• [Exercise aim]
Could you convert all of the material below into a two-column CSV with the headers input and output, one row for each input and its output, each value in a single quoted field with line breaks replaced by spaces? Leave the pictures out.

• [Material for the task]
+++
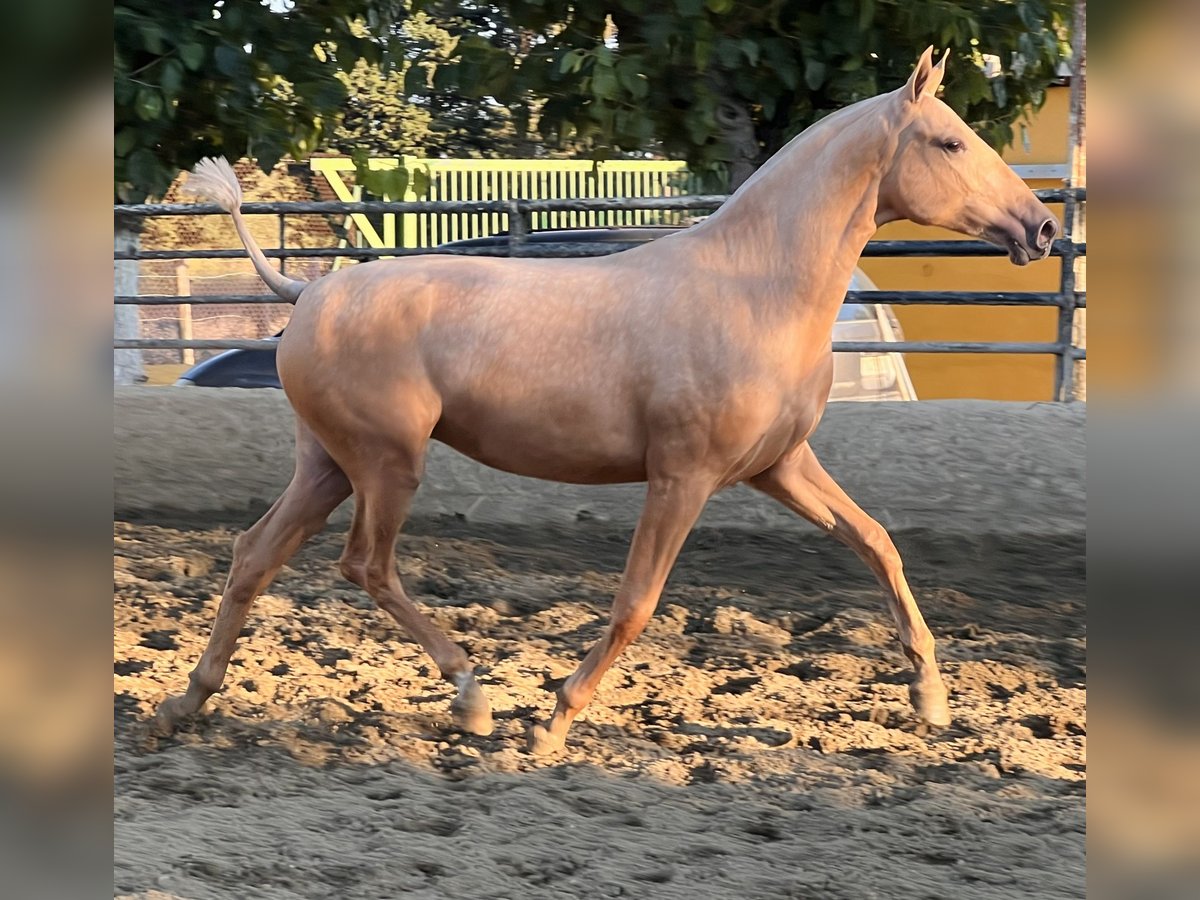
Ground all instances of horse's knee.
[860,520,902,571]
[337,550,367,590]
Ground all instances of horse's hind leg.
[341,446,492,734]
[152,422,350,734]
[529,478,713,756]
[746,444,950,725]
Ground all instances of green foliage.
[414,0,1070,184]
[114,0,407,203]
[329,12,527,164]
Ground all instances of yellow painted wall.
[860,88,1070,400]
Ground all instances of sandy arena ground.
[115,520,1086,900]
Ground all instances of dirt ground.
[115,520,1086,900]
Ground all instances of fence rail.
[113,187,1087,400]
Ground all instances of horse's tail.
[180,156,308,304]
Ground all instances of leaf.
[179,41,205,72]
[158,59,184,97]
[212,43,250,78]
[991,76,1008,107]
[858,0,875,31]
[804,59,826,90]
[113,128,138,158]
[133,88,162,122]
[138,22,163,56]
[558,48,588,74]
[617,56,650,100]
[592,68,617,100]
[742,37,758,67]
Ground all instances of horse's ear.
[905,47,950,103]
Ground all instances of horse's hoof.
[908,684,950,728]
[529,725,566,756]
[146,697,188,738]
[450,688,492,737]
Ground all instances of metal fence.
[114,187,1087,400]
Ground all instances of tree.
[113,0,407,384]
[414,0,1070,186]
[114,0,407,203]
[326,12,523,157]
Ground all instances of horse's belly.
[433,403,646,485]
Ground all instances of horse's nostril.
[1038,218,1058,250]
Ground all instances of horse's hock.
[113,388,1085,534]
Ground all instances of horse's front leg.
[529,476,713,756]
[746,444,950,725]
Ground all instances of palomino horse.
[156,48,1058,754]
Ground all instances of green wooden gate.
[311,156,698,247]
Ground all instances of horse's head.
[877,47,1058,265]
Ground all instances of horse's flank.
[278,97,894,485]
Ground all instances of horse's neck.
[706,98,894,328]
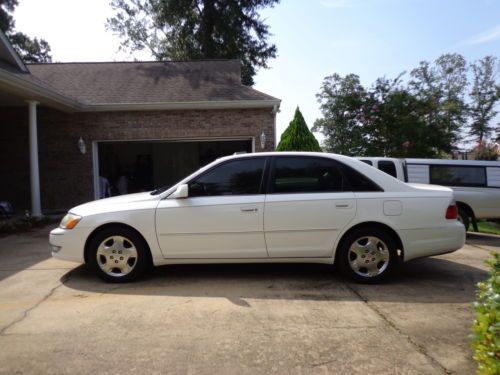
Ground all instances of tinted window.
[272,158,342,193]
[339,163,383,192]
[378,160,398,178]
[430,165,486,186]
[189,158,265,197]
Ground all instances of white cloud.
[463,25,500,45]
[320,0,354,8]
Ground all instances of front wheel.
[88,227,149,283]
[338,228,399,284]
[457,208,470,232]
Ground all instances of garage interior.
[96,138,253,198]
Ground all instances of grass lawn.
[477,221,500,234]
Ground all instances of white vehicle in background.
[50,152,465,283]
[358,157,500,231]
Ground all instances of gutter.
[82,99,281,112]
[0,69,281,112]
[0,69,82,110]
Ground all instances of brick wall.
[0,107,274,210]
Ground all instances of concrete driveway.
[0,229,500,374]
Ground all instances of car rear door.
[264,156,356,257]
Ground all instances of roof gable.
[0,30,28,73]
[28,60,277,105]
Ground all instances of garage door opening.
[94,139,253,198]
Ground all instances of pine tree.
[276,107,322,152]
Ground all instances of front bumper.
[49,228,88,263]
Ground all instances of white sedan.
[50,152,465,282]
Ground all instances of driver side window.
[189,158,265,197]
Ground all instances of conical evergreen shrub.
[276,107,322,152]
+++
• [Expected output]
input,output
"Ground all instances of horse's knee.","[860,520,902,571] [337,550,367,590]"
"Ground all instances of horse's hind leg.","[341,446,492,734] [152,422,350,734] [529,478,713,756] [746,444,950,725]"
"Ground all instances of green foliage.","[414,0,1070,184] [114,0,407,203] [329,12,527,164]"
"Ground all instances of yellow painted wall.","[860,88,1070,400]"
"Ground all instances of sandy arena ground.","[115,520,1086,900]"
"Ground all instances of dirt ground.","[115,520,1086,900]"
"Ground all instances of fence rail.","[113,187,1087,400]"
"Ground all instances of horse's tail.","[180,156,308,304]"
"Ground all instances of leaf.","[179,41,205,72] [158,59,184,97] [212,43,250,78] [991,76,1008,107] [858,0,875,31] [804,59,826,90] [113,128,138,158] [133,88,162,122] [138,22,163,56] [558,48,588,74] [617,56,650,100] [592,68,617,100] [742,37,758,67]"
"Ground all instances of horse's ear.","[905,47,950,103]"
"Ground all instances of horse's hoof.","[908,684,950,728] [529,725,566,756] [146,697,188,738] [450,688,492,737]"
"Ground all instances of metal fence.","[114,187,1087,400]"
"Ground all instances of tree.","[113,0,407,384] [414,0,1070,186] [114,0,407,203] [326,12,523,157]"
"Ground all instances of horse's belly.","[433,403,646,485]"
"Ground all instances of horse's nostril.","[1038,218,1058,250]"
"Ground all instances of horse's hock.","[113,388,1085,534]"
"Ground all instances of horse's front leg.","[529,476,713,756] [746,444,950,725]"
"Ground all instances of palomino horse.","[156,48,1058,754]"
"Ground all instances of green wooden gate.","[311,156,698,247]"
"Ground all instances of horse's head.","[877,47,1058,265]"
"Ground all instances of horse's flank.","[278,97,894,485]"
"Ground all instances of horse's neck.","[706,98,894,328]"
"Ground all instances of tinted window.","[272,158,342,193] [339,163,383,192] [378,160,398,178] [430,165,486,186] [189,158,265,197]"
"Ground all instances of white cloud.","[463,25,500,45] [320,0,354,8]"
"Ground all instances of front wheel.","[88,227,149,283] [338,228,399,284] [457,208,470,232]"
"Ground all instances of garage interior.","[96,138,253,198]"
"Ground all instances of grass lawn.","[477,221,500,234]"
"Ground all instances of white vehicle in background.","[50,152,465,283] [358,157,500,231]"
"Ground all instances of gutter.","[82,99,281,112] [0,69,281,112] [0,69,82,110]"
"Ground all instances of brick wall.","[0,107,274,210]"
"Ground all instances of concrete driveway.","[0,229,500,374]"
"Ground all instances of car rear door.","[264,156,356,257]"
"Ground all instances of roof gable.","[0,30,28,73] [28,60,277,105]"
"Ground all instances of garage door opening.","[94,139,253,198]"
"Ground all instances of pine tree.","[276,107,322,152]"
"Ground all instances of front bumper.","[49,228,88,263]"
"Ground all instances of white sedan.","[50,152,465,282]"
"Ground all instances of driver side window.","[189,158,265,197]"
"Ground all instances of conical evergreen shrub.","[276,107,322,152]"